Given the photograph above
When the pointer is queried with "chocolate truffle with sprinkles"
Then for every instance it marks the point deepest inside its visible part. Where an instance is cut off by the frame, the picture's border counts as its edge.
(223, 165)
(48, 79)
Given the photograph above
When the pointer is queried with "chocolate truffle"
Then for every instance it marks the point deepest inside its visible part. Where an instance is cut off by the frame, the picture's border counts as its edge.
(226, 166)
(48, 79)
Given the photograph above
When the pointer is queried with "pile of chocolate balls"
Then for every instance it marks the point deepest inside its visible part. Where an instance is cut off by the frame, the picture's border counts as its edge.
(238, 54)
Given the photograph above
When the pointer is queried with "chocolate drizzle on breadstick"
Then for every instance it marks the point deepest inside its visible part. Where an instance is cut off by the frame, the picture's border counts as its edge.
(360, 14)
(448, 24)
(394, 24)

========

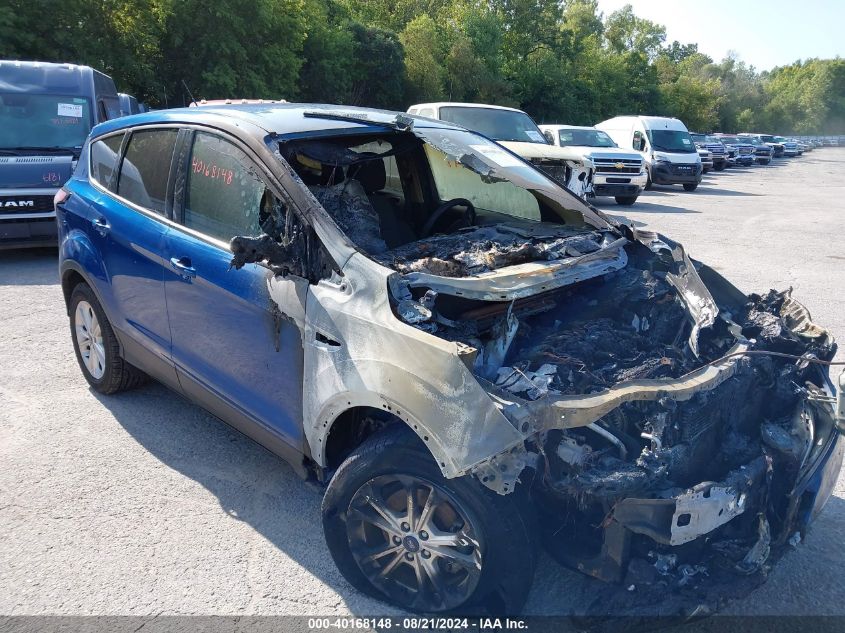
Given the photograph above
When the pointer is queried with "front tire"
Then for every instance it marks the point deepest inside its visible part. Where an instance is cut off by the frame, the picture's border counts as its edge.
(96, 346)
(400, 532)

========

## Brief
Answer with a single number, the count of lines in the data that contain "pointer".

## Answer section
5